### Extracted information ###

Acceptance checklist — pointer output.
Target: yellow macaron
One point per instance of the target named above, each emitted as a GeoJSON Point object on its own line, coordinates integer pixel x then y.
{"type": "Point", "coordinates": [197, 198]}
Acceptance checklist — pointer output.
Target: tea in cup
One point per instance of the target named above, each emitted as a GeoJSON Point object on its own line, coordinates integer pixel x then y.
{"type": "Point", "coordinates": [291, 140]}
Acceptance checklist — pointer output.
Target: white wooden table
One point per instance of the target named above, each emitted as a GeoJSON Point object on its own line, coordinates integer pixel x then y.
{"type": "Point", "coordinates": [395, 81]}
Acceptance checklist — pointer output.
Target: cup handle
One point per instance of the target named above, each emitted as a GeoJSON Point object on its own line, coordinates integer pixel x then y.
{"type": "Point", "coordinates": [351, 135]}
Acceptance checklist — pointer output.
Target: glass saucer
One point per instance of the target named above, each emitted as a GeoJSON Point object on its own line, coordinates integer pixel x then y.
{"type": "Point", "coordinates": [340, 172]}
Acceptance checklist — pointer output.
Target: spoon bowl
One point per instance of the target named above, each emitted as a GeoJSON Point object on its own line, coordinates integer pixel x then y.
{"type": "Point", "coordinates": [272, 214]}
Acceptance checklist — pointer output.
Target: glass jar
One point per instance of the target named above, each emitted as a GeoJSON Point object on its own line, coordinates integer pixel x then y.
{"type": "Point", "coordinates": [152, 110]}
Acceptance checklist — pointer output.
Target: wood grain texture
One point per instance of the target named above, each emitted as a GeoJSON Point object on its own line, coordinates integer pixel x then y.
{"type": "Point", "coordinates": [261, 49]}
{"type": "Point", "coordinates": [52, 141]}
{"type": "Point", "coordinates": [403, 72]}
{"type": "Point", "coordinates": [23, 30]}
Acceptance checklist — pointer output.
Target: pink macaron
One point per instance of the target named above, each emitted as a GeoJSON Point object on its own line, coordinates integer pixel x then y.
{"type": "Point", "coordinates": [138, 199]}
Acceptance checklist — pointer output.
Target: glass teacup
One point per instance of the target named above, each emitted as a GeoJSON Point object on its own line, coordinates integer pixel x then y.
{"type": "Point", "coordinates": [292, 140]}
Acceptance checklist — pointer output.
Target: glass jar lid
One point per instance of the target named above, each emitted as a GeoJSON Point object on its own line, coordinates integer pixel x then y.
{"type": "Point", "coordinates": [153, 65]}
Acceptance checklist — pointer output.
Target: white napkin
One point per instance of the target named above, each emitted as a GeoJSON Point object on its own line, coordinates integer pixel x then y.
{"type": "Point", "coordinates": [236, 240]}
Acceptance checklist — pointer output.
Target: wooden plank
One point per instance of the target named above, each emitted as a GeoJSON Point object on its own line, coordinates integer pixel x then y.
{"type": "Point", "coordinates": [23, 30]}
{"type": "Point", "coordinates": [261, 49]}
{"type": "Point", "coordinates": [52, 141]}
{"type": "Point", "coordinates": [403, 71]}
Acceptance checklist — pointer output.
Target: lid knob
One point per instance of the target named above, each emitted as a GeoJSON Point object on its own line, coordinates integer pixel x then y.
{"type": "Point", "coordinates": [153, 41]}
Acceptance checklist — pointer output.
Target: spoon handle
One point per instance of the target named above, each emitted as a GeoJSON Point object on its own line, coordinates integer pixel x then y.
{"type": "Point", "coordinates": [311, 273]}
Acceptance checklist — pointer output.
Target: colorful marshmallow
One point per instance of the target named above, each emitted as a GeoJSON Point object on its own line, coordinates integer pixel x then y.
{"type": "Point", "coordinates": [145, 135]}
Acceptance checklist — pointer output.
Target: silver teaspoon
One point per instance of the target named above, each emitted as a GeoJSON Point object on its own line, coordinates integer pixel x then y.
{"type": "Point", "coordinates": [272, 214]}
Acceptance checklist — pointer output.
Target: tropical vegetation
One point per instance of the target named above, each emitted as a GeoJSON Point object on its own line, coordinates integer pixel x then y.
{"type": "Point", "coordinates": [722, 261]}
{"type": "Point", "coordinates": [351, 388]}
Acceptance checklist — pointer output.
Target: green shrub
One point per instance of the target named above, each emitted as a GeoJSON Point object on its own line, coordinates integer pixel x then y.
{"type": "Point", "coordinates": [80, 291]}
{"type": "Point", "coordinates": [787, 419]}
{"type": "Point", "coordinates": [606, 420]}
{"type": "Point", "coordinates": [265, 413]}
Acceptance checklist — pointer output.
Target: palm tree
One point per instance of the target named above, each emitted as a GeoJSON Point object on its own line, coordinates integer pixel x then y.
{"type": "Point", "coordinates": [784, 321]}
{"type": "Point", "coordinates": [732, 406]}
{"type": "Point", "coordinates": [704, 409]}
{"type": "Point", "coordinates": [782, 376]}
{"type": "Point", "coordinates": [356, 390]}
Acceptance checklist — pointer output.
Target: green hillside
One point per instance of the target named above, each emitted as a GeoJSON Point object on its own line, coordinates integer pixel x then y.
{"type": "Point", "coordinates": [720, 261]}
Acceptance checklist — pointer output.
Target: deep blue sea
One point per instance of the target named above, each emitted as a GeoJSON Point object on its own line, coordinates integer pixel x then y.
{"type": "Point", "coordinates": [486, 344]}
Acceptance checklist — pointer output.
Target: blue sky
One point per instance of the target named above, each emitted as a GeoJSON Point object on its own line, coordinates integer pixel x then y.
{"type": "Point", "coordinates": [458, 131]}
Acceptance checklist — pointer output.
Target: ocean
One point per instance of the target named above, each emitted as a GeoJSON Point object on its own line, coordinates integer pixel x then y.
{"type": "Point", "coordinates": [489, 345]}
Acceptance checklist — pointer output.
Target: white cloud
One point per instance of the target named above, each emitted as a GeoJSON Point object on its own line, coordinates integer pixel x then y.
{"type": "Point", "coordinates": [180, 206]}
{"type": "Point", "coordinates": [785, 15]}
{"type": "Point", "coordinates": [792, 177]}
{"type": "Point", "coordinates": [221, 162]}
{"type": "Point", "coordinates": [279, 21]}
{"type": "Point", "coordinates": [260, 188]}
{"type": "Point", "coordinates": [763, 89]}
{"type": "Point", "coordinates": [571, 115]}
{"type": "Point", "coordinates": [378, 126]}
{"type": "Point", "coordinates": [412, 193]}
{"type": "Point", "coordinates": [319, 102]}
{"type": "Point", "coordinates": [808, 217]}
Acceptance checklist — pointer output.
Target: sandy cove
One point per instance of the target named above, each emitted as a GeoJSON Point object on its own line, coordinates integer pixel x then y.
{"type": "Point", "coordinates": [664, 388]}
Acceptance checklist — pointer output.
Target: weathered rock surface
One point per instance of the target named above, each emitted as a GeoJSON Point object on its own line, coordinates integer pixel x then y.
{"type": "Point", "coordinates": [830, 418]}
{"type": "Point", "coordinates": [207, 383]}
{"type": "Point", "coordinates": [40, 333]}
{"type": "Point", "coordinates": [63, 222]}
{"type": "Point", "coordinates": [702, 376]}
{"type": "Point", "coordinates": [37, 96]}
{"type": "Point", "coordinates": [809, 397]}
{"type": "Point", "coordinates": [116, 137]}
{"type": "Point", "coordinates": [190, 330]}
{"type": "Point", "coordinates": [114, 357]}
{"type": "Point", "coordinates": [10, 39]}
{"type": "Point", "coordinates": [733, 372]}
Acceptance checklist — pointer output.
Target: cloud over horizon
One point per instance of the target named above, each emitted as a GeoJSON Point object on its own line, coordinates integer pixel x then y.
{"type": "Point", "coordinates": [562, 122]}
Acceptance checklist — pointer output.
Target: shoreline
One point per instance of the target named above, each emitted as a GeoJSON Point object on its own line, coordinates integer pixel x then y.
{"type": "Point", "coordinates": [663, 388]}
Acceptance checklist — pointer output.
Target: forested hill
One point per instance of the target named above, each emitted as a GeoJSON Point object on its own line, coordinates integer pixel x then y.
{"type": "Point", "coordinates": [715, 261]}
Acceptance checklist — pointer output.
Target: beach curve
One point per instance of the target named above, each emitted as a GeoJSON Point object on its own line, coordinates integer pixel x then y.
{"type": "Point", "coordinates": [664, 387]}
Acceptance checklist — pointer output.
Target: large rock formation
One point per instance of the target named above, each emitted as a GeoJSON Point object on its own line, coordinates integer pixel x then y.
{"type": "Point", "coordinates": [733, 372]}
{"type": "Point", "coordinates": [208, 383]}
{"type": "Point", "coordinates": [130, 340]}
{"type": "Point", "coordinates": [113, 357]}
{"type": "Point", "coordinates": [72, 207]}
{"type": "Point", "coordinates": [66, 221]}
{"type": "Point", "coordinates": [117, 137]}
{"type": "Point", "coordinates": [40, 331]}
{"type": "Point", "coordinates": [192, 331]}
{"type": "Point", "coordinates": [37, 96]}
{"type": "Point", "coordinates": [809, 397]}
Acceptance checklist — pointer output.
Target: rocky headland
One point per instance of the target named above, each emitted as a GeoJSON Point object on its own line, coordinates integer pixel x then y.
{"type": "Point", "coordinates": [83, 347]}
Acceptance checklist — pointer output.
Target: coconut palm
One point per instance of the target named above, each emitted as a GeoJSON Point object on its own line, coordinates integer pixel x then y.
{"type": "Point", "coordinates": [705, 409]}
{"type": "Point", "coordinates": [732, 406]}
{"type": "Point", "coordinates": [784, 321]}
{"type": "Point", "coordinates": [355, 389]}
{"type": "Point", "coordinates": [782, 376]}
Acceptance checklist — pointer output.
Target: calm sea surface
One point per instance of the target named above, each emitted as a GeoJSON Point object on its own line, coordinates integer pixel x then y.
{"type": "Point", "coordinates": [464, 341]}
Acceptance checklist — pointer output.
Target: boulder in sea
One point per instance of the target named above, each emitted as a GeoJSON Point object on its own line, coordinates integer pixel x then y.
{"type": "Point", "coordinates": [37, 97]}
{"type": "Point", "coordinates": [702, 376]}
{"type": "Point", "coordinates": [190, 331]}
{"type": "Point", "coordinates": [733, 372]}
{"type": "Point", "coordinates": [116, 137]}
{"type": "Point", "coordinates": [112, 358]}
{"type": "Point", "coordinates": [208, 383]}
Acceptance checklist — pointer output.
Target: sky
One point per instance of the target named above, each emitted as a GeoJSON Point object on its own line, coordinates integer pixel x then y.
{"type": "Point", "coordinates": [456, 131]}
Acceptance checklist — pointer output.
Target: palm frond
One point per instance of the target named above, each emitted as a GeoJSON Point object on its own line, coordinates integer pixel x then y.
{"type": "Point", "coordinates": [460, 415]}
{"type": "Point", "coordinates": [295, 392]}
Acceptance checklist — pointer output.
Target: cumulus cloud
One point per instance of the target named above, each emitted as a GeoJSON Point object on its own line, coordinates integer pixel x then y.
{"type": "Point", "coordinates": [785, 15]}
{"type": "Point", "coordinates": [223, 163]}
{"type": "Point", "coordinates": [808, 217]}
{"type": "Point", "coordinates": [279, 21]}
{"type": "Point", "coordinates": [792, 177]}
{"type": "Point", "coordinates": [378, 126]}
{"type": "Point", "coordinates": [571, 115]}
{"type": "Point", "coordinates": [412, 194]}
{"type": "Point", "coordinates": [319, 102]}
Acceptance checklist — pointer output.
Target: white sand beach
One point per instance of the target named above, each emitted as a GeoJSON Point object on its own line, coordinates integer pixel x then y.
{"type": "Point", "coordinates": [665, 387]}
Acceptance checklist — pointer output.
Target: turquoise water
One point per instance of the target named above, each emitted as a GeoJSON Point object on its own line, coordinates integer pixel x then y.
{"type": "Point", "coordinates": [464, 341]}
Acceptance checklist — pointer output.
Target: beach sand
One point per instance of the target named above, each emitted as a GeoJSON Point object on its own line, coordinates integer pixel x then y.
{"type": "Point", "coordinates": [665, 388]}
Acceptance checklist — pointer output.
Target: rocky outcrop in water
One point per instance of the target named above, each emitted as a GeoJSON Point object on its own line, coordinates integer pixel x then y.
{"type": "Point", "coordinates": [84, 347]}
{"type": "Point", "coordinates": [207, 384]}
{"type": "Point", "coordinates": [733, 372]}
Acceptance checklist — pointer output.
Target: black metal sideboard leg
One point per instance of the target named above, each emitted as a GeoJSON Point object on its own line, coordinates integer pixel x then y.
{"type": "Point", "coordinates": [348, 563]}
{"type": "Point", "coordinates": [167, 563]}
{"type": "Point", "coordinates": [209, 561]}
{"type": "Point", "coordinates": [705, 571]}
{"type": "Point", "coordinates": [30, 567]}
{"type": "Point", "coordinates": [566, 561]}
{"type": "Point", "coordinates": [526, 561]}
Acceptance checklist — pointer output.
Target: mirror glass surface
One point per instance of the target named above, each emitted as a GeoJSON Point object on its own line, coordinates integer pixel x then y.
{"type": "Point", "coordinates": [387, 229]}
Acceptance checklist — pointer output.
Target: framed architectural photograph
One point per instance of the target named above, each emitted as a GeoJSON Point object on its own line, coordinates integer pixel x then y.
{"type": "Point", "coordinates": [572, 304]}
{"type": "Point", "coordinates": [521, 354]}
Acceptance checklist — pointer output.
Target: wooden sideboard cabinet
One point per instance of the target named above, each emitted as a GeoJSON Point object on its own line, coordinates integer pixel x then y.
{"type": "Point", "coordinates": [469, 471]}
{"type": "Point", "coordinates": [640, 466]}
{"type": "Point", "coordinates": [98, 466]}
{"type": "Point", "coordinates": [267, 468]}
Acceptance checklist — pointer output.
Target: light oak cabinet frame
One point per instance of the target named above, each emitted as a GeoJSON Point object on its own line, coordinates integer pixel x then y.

###

**Try it:** Search each line of the listing for the word "green", then state how many lines contain it and nothing else.

**Written response:** 2